> EXCERPT:
--------------------------------
Saudi Arabia in cooperation with Unesco launched the International Center for AI Research and Ethics (ICAIRE) in Riyadh. The center aims to be a beacon of ethical AI practices, underscoring the importance of integrating values and ethical considerations in the rapidly evolving field of artificial intelligence. It will operate independently, with its own legal, financial, and administrative framework, striving to enhance the capabilities and legal aspects of AI and other frontier technologies in Saudi Arabia.

 

AI Safety and Designated groups

National approaches to safety come in parallel, including a focus on high and unacceptable risk models, its oversight and regulatory sandboxes, effects on environment and sustainability, talent, capacity, research and infrastructure behind it. However, different governments are still at different stages of deploying this vision to reality, some – already introducing AI Safety Institutes, some – still aiming to do so. There is also a difference in how nations balance innovation and safety. Some – prioritizing investments and innovation, some – social protection (e.g. Germany – “AI made in Germany”, UK – “international technology hub for emerging AI startups”).
--------------------------------
> DATA FOR REVIEW:

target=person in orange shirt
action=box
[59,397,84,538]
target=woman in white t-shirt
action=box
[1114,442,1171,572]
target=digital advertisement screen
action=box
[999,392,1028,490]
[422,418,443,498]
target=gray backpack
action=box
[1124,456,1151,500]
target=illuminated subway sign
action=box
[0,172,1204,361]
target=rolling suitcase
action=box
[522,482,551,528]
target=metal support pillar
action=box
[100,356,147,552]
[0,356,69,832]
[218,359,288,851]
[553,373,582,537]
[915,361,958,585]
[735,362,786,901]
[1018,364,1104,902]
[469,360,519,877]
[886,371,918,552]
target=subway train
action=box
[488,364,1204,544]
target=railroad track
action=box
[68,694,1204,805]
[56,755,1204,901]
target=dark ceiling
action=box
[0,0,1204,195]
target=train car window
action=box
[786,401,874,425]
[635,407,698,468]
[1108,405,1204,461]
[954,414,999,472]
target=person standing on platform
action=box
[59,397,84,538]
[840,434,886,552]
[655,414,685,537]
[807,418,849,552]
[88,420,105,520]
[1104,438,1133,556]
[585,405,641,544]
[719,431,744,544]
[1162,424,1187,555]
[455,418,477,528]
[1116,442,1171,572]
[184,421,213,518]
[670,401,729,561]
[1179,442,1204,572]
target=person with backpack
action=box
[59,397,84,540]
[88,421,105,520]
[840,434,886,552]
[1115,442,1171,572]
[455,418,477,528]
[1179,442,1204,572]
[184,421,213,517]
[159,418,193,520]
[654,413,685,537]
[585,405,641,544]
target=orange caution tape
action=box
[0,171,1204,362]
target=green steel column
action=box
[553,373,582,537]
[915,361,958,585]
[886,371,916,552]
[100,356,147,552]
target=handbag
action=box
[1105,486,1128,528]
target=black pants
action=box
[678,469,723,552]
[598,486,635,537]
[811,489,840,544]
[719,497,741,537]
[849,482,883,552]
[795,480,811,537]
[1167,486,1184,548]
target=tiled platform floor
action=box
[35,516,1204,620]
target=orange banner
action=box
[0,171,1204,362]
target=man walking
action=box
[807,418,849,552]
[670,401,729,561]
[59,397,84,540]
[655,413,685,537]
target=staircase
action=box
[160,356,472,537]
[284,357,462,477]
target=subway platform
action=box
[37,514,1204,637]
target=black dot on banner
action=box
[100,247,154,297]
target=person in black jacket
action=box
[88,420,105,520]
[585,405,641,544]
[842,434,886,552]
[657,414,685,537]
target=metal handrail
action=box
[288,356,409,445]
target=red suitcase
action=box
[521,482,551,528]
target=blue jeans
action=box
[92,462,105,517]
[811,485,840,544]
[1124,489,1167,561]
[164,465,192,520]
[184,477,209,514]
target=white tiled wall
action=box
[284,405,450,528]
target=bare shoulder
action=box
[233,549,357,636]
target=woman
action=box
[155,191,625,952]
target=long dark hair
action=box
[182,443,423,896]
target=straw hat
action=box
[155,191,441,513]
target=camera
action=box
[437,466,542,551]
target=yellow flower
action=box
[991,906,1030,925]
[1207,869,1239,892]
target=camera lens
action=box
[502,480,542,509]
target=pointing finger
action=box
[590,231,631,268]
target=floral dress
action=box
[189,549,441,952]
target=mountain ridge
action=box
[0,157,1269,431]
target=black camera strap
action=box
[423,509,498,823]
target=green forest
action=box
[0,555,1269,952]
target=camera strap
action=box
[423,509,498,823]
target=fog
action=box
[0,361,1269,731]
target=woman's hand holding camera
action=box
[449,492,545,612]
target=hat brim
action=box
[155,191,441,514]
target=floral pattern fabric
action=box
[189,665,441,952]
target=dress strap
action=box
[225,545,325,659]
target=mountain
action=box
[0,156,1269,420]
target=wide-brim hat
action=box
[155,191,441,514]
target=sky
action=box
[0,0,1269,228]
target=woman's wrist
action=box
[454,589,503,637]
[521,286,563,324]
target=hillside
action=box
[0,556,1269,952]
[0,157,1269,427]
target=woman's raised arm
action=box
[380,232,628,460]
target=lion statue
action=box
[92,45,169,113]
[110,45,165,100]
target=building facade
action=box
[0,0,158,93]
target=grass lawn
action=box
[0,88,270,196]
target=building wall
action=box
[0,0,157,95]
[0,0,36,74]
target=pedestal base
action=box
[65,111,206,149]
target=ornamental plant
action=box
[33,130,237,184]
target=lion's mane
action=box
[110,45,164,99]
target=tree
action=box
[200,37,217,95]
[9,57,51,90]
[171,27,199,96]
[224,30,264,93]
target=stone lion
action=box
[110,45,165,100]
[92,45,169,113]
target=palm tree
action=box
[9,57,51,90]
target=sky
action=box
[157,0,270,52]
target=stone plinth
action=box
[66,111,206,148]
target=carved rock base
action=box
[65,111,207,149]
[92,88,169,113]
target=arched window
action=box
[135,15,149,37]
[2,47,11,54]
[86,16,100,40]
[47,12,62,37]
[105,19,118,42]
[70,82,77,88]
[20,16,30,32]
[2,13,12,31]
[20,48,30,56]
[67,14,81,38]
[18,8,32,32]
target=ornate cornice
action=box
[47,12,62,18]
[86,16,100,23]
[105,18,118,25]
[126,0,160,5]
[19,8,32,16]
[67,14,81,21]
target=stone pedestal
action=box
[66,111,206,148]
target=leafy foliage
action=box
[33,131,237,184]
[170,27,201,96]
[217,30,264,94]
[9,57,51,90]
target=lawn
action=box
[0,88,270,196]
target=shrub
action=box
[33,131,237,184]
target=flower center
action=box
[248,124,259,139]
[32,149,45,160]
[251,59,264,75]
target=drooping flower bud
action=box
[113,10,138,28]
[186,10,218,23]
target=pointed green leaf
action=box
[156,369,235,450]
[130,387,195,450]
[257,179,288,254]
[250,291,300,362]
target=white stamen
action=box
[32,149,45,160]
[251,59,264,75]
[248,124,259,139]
--------------------------------
> YOUR ASSIGNMENT: Please copy the excerpt from the part starting with "Saudi Arabia in" and ending after "in Saudi Arabia.", changing "beacon" to "model". The items have nothing to do with what comes next.

> EXERCISE SOLUTION:
Saudi Arabia in cooperation with Unesco launched the International Center for AI Research and Ethics (ICAIRE) in Riyadh. The center aims to be a model of ethical AI practices, underscoring the importance of integrating values and ethical considerations in the rapidly evolving field of artificial intelligence. It will operate independently, with its own legal, financial, and administrative framework, striving to enhance the capabilities and legal aspects of AI and other frontier technologies in Saudi Arabia.